Content starts

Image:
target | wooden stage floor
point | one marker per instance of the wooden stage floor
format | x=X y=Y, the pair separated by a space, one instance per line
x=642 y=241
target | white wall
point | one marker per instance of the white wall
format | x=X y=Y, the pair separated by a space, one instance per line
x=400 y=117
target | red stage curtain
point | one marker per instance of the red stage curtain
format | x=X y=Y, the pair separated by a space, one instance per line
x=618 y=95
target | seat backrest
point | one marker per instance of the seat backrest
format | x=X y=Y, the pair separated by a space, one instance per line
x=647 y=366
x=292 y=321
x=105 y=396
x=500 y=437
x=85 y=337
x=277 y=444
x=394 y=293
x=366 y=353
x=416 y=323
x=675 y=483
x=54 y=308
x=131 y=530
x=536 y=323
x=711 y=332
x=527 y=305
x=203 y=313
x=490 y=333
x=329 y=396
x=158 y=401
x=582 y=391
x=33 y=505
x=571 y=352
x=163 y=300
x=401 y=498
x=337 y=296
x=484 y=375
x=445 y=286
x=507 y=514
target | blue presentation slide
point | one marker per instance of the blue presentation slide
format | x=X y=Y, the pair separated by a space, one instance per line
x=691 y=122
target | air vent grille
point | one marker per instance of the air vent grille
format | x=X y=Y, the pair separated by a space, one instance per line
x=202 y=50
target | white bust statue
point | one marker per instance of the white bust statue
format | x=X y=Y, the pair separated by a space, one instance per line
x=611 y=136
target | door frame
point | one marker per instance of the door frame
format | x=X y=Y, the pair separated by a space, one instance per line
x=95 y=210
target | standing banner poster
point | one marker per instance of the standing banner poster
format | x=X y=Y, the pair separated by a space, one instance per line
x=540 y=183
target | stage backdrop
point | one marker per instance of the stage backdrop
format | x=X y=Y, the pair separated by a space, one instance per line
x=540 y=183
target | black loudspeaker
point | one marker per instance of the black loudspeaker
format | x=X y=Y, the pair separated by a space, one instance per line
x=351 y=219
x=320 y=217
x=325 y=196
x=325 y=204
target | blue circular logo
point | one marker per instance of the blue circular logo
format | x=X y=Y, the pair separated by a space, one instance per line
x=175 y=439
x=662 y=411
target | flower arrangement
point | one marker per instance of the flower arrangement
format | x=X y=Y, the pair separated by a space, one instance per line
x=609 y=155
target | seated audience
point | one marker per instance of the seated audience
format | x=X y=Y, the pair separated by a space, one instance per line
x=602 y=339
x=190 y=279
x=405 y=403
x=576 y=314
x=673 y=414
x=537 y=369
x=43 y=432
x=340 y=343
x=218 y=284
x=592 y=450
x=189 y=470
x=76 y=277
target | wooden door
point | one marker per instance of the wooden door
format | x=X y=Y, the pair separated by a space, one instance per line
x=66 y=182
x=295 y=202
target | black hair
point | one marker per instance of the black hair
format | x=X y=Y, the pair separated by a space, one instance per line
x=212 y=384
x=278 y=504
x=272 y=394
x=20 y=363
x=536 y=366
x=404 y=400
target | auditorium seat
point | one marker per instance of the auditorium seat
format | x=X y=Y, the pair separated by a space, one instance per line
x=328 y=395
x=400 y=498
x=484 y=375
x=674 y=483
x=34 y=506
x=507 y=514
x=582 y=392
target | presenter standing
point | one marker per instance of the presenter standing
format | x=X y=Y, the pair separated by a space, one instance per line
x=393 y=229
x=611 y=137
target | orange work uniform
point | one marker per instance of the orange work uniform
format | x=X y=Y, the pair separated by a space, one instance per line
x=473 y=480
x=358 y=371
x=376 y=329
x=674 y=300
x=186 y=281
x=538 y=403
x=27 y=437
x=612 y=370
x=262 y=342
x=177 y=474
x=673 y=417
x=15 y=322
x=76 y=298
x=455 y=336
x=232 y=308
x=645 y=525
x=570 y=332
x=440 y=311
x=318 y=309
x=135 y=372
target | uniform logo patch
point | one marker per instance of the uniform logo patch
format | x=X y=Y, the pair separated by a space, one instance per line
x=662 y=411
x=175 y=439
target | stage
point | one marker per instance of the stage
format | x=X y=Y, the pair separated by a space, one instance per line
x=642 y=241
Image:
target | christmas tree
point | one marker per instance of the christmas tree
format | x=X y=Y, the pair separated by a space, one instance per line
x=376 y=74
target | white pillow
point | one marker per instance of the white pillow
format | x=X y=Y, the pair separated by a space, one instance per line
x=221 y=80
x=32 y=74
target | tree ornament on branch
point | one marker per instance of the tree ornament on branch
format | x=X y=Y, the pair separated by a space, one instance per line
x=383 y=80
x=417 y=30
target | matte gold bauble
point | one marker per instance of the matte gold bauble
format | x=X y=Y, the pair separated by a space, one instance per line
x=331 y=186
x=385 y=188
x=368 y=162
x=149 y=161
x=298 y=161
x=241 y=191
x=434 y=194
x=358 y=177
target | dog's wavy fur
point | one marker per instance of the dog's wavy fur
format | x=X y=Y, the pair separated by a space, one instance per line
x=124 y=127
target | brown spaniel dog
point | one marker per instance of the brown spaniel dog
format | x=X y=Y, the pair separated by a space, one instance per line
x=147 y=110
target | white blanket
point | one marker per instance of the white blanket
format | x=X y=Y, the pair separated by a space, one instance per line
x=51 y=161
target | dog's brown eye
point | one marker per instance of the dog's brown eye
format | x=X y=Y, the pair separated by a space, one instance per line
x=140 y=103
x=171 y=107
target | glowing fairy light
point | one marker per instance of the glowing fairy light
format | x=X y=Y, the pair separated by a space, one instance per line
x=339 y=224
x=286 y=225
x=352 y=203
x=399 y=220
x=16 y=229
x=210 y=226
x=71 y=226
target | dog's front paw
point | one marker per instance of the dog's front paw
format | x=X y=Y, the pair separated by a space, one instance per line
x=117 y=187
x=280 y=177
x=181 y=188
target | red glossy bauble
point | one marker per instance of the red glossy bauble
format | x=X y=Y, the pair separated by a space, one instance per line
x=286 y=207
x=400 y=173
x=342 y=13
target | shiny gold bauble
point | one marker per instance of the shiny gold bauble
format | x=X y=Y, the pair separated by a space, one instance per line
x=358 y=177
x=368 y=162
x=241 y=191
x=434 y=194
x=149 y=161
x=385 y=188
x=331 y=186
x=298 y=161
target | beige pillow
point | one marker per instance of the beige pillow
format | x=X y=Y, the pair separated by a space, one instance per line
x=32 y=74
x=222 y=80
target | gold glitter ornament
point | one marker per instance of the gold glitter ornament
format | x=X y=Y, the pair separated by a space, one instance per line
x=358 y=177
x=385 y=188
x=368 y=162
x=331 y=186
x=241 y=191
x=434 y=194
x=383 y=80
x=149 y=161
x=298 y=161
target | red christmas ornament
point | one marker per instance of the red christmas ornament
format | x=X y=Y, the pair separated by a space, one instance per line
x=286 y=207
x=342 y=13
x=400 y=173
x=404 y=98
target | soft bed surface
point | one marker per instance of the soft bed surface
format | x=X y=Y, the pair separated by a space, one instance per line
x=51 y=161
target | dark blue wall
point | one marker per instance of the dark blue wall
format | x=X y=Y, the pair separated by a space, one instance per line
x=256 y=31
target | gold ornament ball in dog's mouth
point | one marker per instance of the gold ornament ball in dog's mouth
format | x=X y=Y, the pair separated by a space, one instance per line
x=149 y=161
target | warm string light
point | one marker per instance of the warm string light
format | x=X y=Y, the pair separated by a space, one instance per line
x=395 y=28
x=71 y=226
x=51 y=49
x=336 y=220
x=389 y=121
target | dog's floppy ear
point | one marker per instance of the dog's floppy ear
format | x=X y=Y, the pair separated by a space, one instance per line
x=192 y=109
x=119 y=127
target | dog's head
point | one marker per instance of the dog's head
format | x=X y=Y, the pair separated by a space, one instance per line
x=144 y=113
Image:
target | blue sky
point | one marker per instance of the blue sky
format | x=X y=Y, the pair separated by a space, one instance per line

Content ends

## WHAT THE TASK ASKS
Transcribe the records above exactly as they appear.

## EXERCISE OUTPUT
Image:
target | wooden stage floor
point | one marker per instance of the wooden stage floor
format | x=X y=Y, the pair separated by a space, one instance per line
x=642 y=241
target | white wall
point | one marker per instance of the white wall
format | x=X y=Y, the pair separated by a space, one instance per line
x=400 y=117
target | red stage curtain
point | one marker per instance of the red stage curtain
format | x=X y=Y, the pair separated by a space, one instance per line
x=618 y=95
target | seat backrest
point | one marker per instance of the seat backrest
format | x=X y=Y, the pair separated by a space, one instance per line
x=647 y=366
x=292 y=321
x=105 y=396
x=500 y=437
x=85 y=337
x=277 y=444
x=394 y=293
x=366 y=353
x=416 y=323
x=675 y=483
x=54 y=308
x=131 y=530
x=536 y=323
x=711 y=332
x=527 y=305
x=203 y=313
x=490 y=333
x=329 y=396
x=158 y=401
x=582 y=391
x=33 y=505
x=571 y=352
x=163 y=300
x=401 y=498
x=337 y=296
x=484 y=375
x=445 y=286
x=507 y=514
target | blue presentation slide
point | one marker per instance of the blue presentation slide
format | x=X y=Y, the pair separated by a space, one instance per line
x=691 y=122
target | air vent grille
point | one marker per instance of the air vent grille
format | x=X y=Y, the pair separated by a space, one instance per line
x=202 y=50
target | white bust statue
point | one marker per instance of the white bust statue
format | x=X y=Y, the pair separated by a space, one instance per line
x=611 y=136
target | door frame
point | one marker per instance of the door frame
format | x=X y=Y, the pair separated by a space, one instance per line
x=95 y=210
target | standing banner poster
point | one marker per instance of the standing banner poster
format | x=X y=Y, the pair separated by a space, one instance per line
x=540 y=183
target | stage backdrop
point | one marker per instance of the stage backdrop
format | x=X y=Y, the pair separated by a space, one instance per line
x=540 y=183
target | black loudspeaker
point | one marker per instance of the black loudspeaker
format | x=X y=Y, the pair separated by a space, one instance per line
x=351 y=219
x=320 y=217
x=325 y=196
x=325 y=204
target | blue circular logo
point | one marker per instance of the blue circular logo
format | x=X y=Y, the pair separated by a space, one instance per line
x=175 y=439
x=662 y=411
target | flower arrangement
point | one marker per instance of the flower arrangement
format | x=X y=Y, the pair separated by a space, one instance per line
x=609 y=155
target | seated audience
point | one marker per instance of the seated audience
format | x=X y=Y, the pair separated by a space, one instance per line
x=602 y=339
x=190 y=279
x=405 y=403
x=576 y=314
x=673 y=414
x=537 y=369
x=43 y=432
x=340 y=343
x=218 y=284
x=592 y=450
x=189 y=470
x=76 y=277
target | wooden door
point | one marker per instance of the wooden door
format | x=X y=Y, the pair separated by a space, one instance per line
x=66 y=182
x=295 y=202
target | black hair
point | one marker per instance of the black hair
format | x=X y=Y, the pair separated by a space, one instance per line
x=212 y=384
x=278 y=504
x=272 y=394
x=20 y=363
x=536 y=366
x=404 y=400
target | auditorium seat
point | one marker per instance of the auditorium seat
format | x=X y=Y, the pair separated by a space, one instance per line
x=328 y=395
x=400 y=498
x=484 y=375
x=674 y=483
x=34 y=506
x=507 y=514
x=582 y=392
target | presenter standing
point | one marker per instance of the presenter standing
format | x=X y=Y, the pair separated by a space, one instance per line
x=393 y=229
x=611 y=137
target | orange work uniform
point | one marker per instance of the orange work uniform
format | x=X y=Y, the pair separated by a space, one instance per line
x=473 y=480
x=358 y=371
x=376 y=329
x=674 y=300
x=186 y=281
x=538 y=403
x=27 y=437
x=612 y=370
x=262 y=342
x=177 y=474
x=673 y=417
x=15 y=322
x=76 y=298
x=455 y=336
x=232 y=308
x=645 y=525
x=570 y=332
x=440 y=311
x=318 y=309
x=135 y=372
target | uniform logo patch
point | one marker per instance of the uniform logo patch
format | x=X y=Y, the pair separated by a space, one instance per line
x=662 y=411
x=175 y=439
target | stage
point | one marker per instance of the stage
format | x=X y=Y, the pair separated by a space, one instance per line
x=642 y=241
Image:
target | christmas tree
point | one marker per instance of the christmas tree
format | x=X y=Y, the pair separated by a space, one instance per line
x=376 y=74
target | white pillow
point | one marker per instance of the white pillow
format | x=X y=Y, the pair separated by a space, one instance per line
x=221 y=80
x=32 y=74
target | tree ornament on branch
point | one marker per instance of the tree ornament on branch
format | x=X y=Y, the pair separated by a space, one instance per line
x=383 y=80
x=417 y=30
target | matte gold bauble
point | one marker per instance of the matte gold bauble
format | x=X y=Y, the pair separated by a space, one instance per line
x=331 y=186
x=385 y=188
x=368 y=162
x=149 y=161
x=298 y=161
x=241 y=191
x=434 y=194
x=358 y=177
target | dog's wavy fur
point | one marker per instance of the dog's wavy fur
format | x=X y=Y, the pair separated by a space, one instance per line
x=124 y=127
target | brown spaniel dog
point | one marker per instance of the brown spaniel dog
format | x=X y=Y, the pair separated by a space, one instance per line
x=147 y=110
target | white blanket
point | one marker per instance of the white blanket
format | x=X y=Y, the pair separated by a space, one instance per line
x=51 y=161
target | dog's brown eye
point | one marker per instance of the dog's brown eye
format | x=X y=Y, the pair separated by a space, one instance per line
x=140 y=103
x=171 y=107
target | glowing fairy light
point | one marker per instance of the glowing fairy light
format | x=X y=Y, the pair separated by a space, one instance per line
x=339 y=224
x=286 y=225
x=352 y=203
x=399 y=220
x=16 y=229
x=210 y=226
x=71 y=226
target | dog's front paw
point | one marker per instance of the dog's front paw
format | x=X y=Y, the pair separated by a space, one instance per line
x=117 y=187
x=280 y=177
x=181 y=188
target | red glossy bauble
point | one marker per instance of the red glossy bauble
format | x=X y=Y, the pair separated by a space, one instance per line
x=286 y=207
x=400 y=173
x=342 y=13
target | shiny gold bauble
point | one marker per instance of the shiny gold bauble
format | x=X y=Y, the pair separated by a space, one instance per line
x=358 y=177
x=368 y=162
x=241 y=191
x=434 y=194
x=149 y=161
x=385 y=188
x=331 y=186
x=298 y=161
target | beige pillow
point | one marker per instance of the beige pillow
format | x=X y=Y, the pair separated by a space, one instance per line
x=32 y=74
x=222 y=80
target | gold glitter ornament
point | one marker per instance of the gold glitter ornament
format | x=X y=Y, the pair separated by a space, one instance per line
x=358 y=177
x=385 y=188
x=368 y=162
x=331 y=186
x=241 y=191
x=434 y=194
x=383 y=80
x=149 y=161
x=298 y=161
target | red christmas ornament
point | one marker per instance of the red christmas ornament
format | x=X y=Y, the pair separated by a space, one instance per line
x=286 y=207
x=342 y=13
x=400 y=173
x=404 y=98
target | soft bed surface
point | one marker per instance of the soft bed surface
format | x=X y=Y, the pair separated by a space, one instance per line
x=51 y=161
target | dark blue wall
point | one marker per instance of the dark blue wall
format | x=X y=Y, the pair separated by a space, one instance per line
x=256 y=31
target | gold ornament ball in dog's mouth
point | one marker per instance of the gold ornament ball in dog's mouth
format | x=X y=Y, the pair separated by a space, one instance per line
x=149 y=161
target | warm string light
point | one marker per instance of the warm string light
format | x=X y=Y, the pair separated by a space, one instance per line
x=395 y=28
x=71 y=226
x=51 y=49
x=336 y=220
x=389 y=121
target | dog's floppy ear
point | one marker per instance of the dog's floppy ear
format | x=X y=Y, the pair separated by a space, one instance per line
x=192 y=109
x=119 y=127
target | dog's head
point | one marker per instance of the dog's head
format | x=X y=Y, the pair separated by a space, one instance per line
x=144 y=113
Image:
target | blue sky
point | one marker per instance of the blue sky
format | x=X y=Y, the pair separated by a space, one instance per line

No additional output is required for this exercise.